### Provided text
Greetings Like a fit picture, a proverb could be worth 'a thousand words'. Try to let popular wisdom into your conversation the day you're up to it, as "Un oiseau dans la main, en vaut deux dans le bois (A bird in the hand is worth two in the bush)" - whatever that is taken to mean. It is also up to you.

Great folks learn to consider things on top of historical developments or trends, and that special sort of estimation (thinking) is often much helped by select, classy proverbs. Excellent proverbs may assist a maturing individual too.

Okay Thinking

Good thinking is fit for you and me. And much fit and good can come into the one who learns to consider well before talking. One should learn to think "hm" at least initially, for it often helps to consider this and that some way or other.

Lots of people like proverbs. And maybe we have nothing better to do that try to get to some laconic or terse sayings in English out of French proverbs. If so, the ones we start out from, had better seem fit and Solomonic. And what we end up with, should appear as poignant, hopefully relevant and tidy enough in many a valuable setting and ministry. And why not also seek to keep the renditions (equivalents) or (direct) translations tied in with the original French proverbs we took off from? History shows both approaches can work well.

In fact, many typical British proverbs were handed over from French in medieval times - more or less as equivalents, and often as direct translations. Put in other words: As The Concise Oxford Dictionary of Proverbs (3rd edition, 1998) shows, this process has been much more common than hitherto thought of.

Also, after Erasmus of Rotterdam published adages in the 1500s, many "international medieval" proverbs were made from Latin and Greek sayings, some of which were terse aces of learning from days gone by. "The highest right is often the highest evil" is one classy medieval proverb. It may deserve much consideration.

### Record extracts
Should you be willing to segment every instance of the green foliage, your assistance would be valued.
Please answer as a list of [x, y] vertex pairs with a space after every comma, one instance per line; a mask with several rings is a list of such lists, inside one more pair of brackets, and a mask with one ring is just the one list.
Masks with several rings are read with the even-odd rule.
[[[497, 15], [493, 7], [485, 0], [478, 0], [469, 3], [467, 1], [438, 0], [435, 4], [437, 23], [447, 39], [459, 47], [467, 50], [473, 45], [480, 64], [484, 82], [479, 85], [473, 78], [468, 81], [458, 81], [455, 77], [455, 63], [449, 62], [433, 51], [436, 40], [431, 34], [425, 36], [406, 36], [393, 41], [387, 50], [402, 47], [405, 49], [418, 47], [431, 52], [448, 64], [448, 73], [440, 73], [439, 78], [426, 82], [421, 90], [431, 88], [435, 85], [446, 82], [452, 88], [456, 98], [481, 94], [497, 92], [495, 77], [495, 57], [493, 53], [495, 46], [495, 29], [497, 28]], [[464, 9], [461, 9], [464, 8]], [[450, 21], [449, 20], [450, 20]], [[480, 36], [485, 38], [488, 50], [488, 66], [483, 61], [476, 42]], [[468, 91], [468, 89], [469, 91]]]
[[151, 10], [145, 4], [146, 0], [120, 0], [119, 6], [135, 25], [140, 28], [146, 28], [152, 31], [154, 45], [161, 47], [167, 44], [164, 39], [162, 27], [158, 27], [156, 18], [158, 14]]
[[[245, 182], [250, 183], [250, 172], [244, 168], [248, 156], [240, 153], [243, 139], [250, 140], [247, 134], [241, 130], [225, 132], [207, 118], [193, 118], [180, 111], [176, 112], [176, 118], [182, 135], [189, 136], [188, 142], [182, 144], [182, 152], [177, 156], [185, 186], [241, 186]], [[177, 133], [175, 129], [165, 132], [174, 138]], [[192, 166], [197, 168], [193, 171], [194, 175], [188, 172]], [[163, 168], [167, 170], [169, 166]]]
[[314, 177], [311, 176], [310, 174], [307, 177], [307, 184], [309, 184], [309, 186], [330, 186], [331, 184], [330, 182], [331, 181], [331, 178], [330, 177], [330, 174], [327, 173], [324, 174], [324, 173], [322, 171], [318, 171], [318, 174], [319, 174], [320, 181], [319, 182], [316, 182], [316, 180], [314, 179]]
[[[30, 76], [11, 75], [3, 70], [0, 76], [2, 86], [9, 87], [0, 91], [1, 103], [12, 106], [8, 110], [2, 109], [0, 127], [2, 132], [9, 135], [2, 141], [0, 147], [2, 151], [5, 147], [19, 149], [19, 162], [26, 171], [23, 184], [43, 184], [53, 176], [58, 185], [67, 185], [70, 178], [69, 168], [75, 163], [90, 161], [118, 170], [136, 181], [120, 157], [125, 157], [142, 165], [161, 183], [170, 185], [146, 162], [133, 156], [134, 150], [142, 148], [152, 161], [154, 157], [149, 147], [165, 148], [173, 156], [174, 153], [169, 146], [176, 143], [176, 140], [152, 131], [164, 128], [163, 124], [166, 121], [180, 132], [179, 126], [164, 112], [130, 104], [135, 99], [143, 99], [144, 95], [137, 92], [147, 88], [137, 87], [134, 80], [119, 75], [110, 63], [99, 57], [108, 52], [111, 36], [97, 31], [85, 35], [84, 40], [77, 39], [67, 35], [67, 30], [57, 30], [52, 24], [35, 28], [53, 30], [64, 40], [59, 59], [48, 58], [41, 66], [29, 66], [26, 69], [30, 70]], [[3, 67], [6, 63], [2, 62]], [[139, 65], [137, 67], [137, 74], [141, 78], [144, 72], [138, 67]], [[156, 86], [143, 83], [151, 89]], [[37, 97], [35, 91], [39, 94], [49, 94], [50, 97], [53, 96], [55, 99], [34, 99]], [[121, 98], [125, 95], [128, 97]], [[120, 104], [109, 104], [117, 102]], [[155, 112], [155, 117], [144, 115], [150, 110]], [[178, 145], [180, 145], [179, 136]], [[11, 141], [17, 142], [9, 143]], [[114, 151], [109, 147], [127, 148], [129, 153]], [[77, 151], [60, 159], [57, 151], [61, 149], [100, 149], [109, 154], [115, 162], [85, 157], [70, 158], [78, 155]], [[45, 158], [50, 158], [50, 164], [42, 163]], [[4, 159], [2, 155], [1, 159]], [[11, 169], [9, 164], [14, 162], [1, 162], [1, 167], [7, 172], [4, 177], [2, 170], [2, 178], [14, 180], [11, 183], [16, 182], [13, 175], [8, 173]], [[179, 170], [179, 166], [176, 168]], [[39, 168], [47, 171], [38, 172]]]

### What is needed
In the text on proverbs, which reference work shows that proverbs passing from French into English was more common than once thought? The rows have nothing to do with this.

### Task response
The Concise Oxford Dictionary of Proverbs (3rd edition, 1998).